- **Location labeling records**:
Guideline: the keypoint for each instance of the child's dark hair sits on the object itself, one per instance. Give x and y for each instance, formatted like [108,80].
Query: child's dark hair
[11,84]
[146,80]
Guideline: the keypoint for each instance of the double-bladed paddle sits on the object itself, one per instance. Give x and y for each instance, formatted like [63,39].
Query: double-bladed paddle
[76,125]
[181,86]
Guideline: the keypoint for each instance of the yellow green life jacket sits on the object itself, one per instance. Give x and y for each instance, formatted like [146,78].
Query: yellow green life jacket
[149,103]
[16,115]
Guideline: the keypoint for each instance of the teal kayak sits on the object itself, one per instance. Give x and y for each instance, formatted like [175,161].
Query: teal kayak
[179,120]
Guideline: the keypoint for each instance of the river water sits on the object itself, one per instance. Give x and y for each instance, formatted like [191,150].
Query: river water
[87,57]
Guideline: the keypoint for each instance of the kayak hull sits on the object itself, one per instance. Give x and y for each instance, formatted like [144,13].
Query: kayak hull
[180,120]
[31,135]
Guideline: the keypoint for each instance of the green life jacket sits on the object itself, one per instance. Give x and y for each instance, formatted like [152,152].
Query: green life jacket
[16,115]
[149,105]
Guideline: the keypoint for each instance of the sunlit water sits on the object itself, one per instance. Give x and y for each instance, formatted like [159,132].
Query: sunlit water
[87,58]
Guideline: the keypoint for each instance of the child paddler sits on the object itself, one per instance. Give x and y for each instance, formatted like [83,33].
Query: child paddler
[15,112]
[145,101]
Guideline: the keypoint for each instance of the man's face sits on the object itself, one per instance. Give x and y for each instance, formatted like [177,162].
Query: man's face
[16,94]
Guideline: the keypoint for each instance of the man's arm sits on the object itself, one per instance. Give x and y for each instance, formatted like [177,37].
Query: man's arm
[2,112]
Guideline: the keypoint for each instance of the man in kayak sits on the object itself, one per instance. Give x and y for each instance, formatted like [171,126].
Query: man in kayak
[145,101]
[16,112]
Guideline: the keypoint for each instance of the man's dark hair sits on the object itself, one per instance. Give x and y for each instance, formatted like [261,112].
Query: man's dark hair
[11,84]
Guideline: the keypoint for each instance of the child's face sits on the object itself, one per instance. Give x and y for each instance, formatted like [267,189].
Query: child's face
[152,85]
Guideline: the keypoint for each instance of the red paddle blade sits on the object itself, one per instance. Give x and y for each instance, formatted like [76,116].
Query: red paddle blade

- **Direction**: Copy the stretch of the records above from the line containing "Guideline: the keypoint for each instance of the man's dark" through the end of the records, switching "red paddle blade" to "blue paddle blade" and leaving everything else unchanged.

- **Final result**:
Guideline: the keypoint for each instance of the man's dark hair sits on the object itself, one per instance. Give x and y for each instance, formatted like [261,112].
Query: man's dark hair
[11,84]
Guideline: the keypoint for each instance of the child's face sits on the object itself, one per instance. Give x and y for each instance, formatted like [267,189].
Query: child's face
[152,85]
Guideline: the keypoint for each instance of the blue paddle blade sits on the object itself, one per instance. Give x and y for each instance, formatted like [76,116].
Query: blue paddle blade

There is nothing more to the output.